To be sure, much of the discourse and debate at the Seminar addressed the threats to continued ascension that an incompletely risen China still faces. Some—but not all—of the apparent risks are descendants of those that had been principal concerns at the 1995 session. In 2012, what had seemed to have become an orderly and stable process for succession at the top had suddenly become badly unstuck when the Bo Xilai affair prompted old-style factional infighting, revealed a surprisingly robust challenge to a seemingly closed and largely top-down process, and triggered an awkward, several-week postponement of the Party Congress that would anoint the post-Hu Jintao leadership. It also spotlighted intra-elite divisions over agendas for economic reform and governance (ranging from Bo’s neo-Maoist, quasi-populist hard-edged authoritarian “Chongqing Model” to Wang Yang’s more popular-preference-accommodating and rights-regarding approach that had emerged through the provincial Party chief’s response to widely publicized discontent over land-takings and the scuttled local elections in Wukan, Guangdong). Even though the expected accession of Xi Jinping, Li Keqiang and other members of the top echelon of the Fifth Generation leadership ultimately held, critical accounts depicted problems of declining capacity and pointed to an ongoing oligarchy of the mediocre (compared to the exceptional, if sometimes badly flawed, leaders of the revolutionary generation), the long term erosion of the central authorities’ ability to control local powerholders and the retreat of the state from its former capacity—and will—to control Chinese society.

Skeptical questions about China’s ability to extend its remarkable record of rapid growth and economic transformation were serious, numerous and strikingly varied in discussions at the Seminar. Was China finally reaching the limits to growth inherent in the authoritarian developmental state model or, less fundamentally, the limits of what could be achieved without undertaking major and perhaps politically infeasible further reforms? Would China become ensnared in the “middle income trap”—the tenacious plateauing of economic growth that has bedeviled many countries when they have reached, roughly, China’s current level of per capita income? With China’s Gini coefficient—the ubiquitous measure of inequality—among the world’s highest, would stark and severe maldistribution of wealth and opportunity, or the social unrest it was fueling, or the possibly growth-compromising costs of ameliorating inequality flatten or reverse China’s already-falling growth rate? Would long-deferred environmental costs, tightening energy constraints, the resurgence of state-linked enterprises and concomitant retreat of a vibrant private sector, or a rapidly aging population (partly the product of thirty years of restrictive population policies) mean the end of China’s remarkable run of rapid growth? Could potential crises in local government finance or the bursting of a real estate bubble or non-recovery (or re-collapse) of rich country demand for Chinese products bring more sudden and severe hits to the economic performance that has brought China internal stability and international power and influence? Amid revived territorial disputes and soured relations with China’s neighbors, were China’s leaders becoming more inclined—or more constrained—to sacrifice national economic interests in international cooperation on the altar of assertive and prickly nationalism?

**RECORD EXTRACTS:**
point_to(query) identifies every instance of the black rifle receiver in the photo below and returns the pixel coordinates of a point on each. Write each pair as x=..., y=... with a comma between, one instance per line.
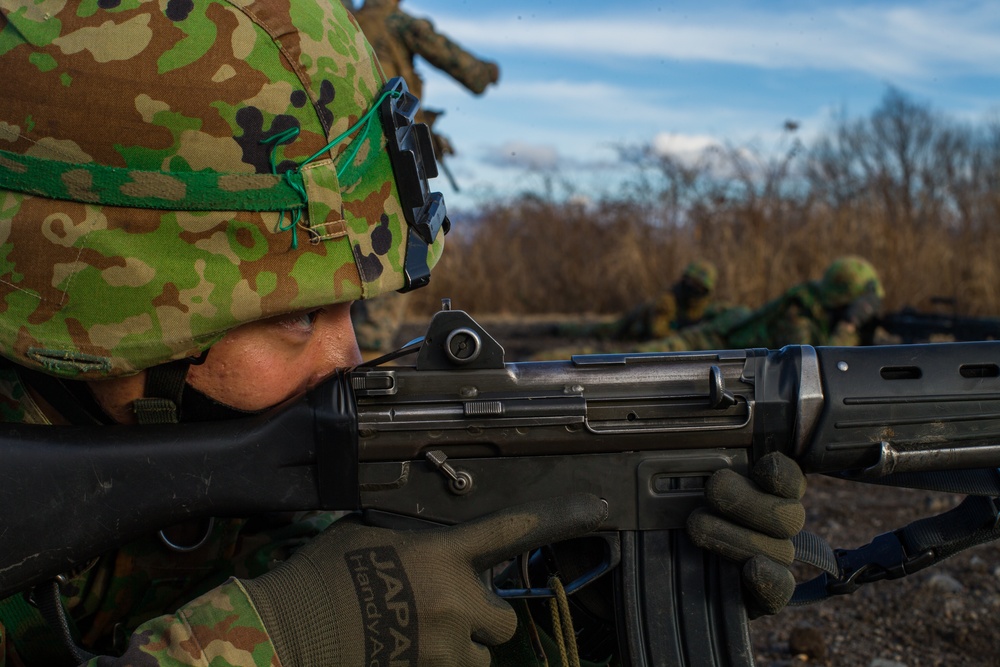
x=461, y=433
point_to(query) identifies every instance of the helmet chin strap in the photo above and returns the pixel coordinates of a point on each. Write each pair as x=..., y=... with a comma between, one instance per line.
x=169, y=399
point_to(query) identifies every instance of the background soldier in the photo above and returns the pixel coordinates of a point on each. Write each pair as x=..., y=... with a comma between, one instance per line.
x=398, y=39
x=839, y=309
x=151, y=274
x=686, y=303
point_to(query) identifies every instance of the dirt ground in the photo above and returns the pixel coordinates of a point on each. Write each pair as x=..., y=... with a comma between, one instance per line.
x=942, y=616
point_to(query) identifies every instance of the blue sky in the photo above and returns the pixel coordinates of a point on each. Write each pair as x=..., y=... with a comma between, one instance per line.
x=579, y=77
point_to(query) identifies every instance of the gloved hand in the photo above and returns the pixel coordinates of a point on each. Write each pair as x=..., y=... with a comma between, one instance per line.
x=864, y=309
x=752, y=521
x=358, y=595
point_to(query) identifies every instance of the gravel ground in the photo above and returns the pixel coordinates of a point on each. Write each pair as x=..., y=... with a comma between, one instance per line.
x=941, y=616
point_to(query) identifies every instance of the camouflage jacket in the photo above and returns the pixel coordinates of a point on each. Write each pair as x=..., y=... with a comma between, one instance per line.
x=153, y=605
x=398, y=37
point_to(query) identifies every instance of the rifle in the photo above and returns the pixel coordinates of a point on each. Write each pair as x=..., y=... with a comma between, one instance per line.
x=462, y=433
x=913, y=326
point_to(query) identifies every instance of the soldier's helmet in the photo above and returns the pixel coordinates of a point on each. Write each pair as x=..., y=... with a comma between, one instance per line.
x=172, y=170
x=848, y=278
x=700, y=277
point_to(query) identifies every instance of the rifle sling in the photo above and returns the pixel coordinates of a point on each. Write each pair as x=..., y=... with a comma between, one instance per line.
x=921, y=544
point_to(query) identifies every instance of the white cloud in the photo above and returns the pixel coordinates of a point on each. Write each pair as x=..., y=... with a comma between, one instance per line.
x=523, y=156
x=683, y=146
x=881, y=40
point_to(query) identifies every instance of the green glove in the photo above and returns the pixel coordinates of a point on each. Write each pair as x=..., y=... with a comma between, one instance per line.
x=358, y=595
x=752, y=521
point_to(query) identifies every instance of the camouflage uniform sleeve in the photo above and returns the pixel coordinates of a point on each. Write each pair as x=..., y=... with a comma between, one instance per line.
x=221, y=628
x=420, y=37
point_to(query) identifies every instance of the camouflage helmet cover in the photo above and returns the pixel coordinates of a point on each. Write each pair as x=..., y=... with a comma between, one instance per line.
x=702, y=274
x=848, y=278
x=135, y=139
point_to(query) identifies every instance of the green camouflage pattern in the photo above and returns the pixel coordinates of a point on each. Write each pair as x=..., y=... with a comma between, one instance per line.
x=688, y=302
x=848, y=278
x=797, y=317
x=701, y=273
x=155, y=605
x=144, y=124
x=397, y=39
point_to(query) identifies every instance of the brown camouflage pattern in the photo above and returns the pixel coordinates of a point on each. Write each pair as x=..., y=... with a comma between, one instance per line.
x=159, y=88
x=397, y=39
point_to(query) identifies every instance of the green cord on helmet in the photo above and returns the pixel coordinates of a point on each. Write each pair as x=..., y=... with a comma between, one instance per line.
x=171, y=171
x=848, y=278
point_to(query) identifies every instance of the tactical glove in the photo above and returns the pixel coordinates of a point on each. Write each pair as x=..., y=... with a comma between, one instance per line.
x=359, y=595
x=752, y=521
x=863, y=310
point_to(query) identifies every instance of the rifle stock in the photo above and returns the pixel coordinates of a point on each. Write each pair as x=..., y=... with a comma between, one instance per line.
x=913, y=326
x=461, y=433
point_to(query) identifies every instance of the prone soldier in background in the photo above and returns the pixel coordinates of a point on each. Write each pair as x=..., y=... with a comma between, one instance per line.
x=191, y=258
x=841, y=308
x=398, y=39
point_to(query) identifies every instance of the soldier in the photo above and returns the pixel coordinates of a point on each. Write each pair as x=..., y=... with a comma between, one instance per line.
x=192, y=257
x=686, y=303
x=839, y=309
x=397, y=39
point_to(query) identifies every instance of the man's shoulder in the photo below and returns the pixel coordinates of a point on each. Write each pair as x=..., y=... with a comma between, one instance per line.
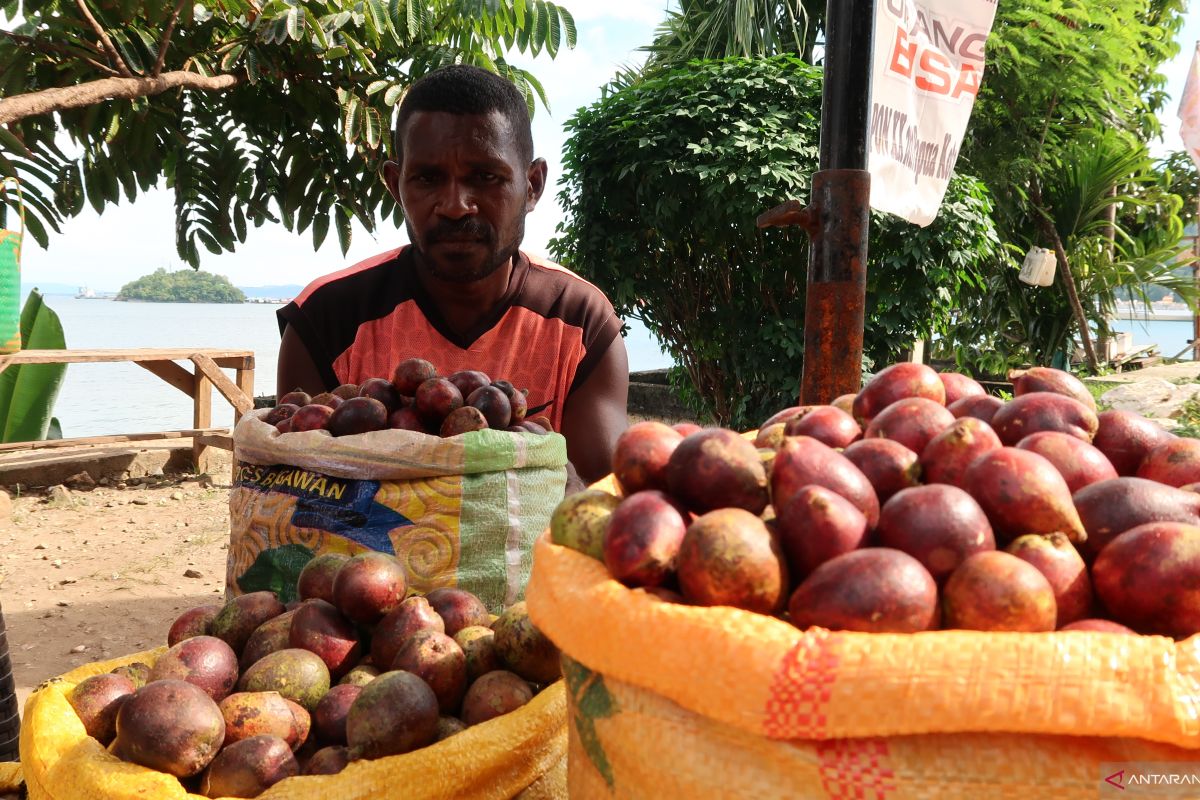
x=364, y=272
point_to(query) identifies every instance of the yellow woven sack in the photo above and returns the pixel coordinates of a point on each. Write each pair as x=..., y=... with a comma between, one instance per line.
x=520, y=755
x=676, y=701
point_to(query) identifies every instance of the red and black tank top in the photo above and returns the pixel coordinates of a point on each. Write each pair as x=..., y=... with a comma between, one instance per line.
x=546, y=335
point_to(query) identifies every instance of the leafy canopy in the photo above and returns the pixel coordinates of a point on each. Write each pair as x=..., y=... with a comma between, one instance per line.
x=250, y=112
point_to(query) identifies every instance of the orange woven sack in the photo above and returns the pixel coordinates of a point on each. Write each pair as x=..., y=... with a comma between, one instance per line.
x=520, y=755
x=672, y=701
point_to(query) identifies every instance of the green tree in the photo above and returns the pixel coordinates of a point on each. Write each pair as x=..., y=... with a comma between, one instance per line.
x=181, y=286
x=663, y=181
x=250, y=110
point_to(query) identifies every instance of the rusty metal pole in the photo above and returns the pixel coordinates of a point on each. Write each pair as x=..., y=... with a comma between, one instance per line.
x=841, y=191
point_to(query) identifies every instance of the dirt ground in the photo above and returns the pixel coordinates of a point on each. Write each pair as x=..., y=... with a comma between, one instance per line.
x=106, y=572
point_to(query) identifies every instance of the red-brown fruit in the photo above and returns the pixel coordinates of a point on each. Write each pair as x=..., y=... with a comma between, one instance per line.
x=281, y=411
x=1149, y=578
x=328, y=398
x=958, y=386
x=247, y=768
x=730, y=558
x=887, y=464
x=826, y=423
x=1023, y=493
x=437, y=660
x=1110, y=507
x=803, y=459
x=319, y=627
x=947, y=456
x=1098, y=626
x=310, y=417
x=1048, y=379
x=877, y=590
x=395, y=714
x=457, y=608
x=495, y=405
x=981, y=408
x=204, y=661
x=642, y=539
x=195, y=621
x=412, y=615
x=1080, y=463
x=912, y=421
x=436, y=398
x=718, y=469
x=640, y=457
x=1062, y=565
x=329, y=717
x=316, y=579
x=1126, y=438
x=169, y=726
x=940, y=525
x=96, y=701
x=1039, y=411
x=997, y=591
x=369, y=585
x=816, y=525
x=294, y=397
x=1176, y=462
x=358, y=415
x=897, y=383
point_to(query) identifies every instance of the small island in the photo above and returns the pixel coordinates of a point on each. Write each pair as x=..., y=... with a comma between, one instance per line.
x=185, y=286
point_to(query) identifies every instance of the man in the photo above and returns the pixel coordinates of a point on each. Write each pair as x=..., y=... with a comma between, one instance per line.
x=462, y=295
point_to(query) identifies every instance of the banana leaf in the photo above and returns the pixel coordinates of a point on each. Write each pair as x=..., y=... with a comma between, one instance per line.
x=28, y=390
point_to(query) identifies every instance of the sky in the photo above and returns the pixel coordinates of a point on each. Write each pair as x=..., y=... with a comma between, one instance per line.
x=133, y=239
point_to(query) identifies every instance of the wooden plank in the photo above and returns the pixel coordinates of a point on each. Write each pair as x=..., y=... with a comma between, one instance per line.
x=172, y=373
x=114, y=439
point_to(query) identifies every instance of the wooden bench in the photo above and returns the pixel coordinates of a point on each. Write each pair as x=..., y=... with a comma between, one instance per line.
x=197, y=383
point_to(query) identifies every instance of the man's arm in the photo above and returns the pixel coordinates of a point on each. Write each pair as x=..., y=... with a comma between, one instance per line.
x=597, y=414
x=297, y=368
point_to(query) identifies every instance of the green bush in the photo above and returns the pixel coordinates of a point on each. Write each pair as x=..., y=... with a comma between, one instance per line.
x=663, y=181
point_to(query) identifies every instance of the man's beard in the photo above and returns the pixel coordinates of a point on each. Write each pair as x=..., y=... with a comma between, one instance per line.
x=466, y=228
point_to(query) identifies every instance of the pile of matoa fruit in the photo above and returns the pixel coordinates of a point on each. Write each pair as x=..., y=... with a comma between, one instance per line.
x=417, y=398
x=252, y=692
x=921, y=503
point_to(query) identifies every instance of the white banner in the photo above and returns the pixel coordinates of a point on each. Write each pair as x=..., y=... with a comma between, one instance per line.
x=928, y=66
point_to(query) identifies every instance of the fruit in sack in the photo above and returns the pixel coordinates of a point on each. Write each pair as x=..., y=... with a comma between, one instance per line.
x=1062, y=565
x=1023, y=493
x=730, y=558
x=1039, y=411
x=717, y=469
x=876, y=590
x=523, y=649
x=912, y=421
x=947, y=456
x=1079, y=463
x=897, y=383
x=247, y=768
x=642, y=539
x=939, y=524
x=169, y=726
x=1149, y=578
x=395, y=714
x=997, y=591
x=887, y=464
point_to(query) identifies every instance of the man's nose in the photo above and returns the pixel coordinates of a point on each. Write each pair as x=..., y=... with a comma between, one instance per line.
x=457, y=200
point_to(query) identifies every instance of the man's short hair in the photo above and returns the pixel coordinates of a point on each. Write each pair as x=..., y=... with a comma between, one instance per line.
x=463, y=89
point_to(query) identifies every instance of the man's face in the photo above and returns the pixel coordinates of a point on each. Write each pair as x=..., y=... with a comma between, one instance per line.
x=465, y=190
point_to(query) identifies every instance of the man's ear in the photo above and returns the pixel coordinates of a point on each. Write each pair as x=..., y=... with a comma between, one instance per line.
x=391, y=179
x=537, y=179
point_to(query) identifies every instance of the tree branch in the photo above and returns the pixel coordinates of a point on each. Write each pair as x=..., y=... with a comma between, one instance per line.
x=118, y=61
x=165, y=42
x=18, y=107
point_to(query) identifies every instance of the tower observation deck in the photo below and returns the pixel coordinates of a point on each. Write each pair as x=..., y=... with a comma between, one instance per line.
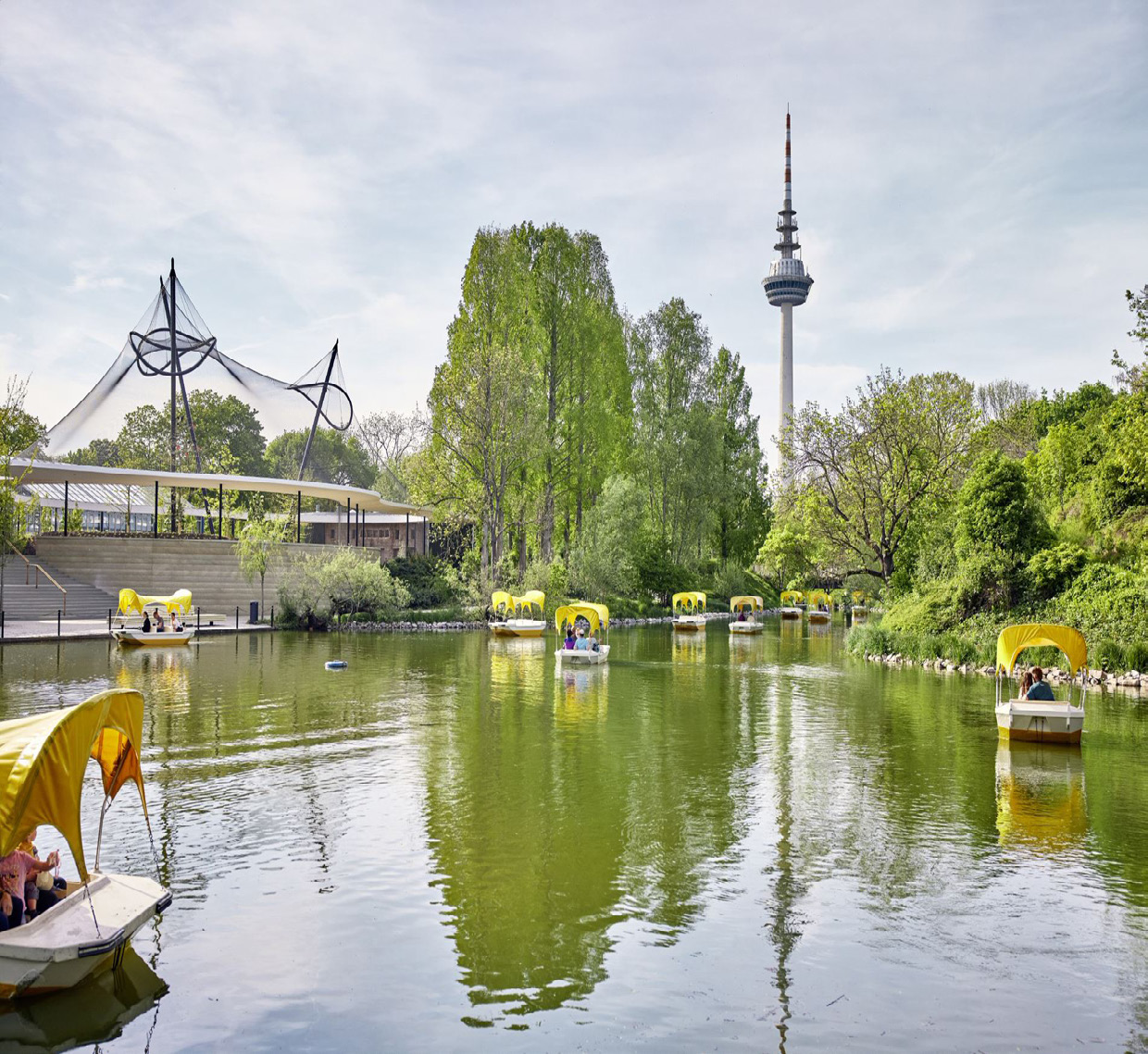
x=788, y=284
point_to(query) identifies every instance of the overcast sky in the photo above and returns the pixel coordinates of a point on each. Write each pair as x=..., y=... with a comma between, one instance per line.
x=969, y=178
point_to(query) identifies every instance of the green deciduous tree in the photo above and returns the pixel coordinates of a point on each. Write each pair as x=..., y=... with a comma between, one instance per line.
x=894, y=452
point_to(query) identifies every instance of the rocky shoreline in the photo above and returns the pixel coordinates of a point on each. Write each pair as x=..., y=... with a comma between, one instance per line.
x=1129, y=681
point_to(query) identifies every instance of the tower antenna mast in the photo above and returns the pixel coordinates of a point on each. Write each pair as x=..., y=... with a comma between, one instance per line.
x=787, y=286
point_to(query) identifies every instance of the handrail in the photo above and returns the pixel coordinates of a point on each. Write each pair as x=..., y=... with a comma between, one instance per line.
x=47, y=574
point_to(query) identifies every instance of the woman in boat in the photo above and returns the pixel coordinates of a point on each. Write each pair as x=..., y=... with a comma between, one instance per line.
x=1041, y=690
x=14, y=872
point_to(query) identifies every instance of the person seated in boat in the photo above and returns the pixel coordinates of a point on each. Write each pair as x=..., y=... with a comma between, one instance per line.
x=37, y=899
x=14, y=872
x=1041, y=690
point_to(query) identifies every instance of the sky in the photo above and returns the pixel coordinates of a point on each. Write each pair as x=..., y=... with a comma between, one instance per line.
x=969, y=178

**PROBLEM TO SOLVE:**
Answer these questions from the excerpt about the Seminar's debate on China above, numbering your answers to match.
1. In what year was the earlier session held whose principal concerns some of the apparent risks descend from?
2. What affair prompted old-style factional infighting in 2012?
3. How does the excerpt describe the Gini coefficient?

**SOLUTION BELOW:**
1. 1995
2. The Bo Xilai affair
3. As the ubiquitous measure of inequality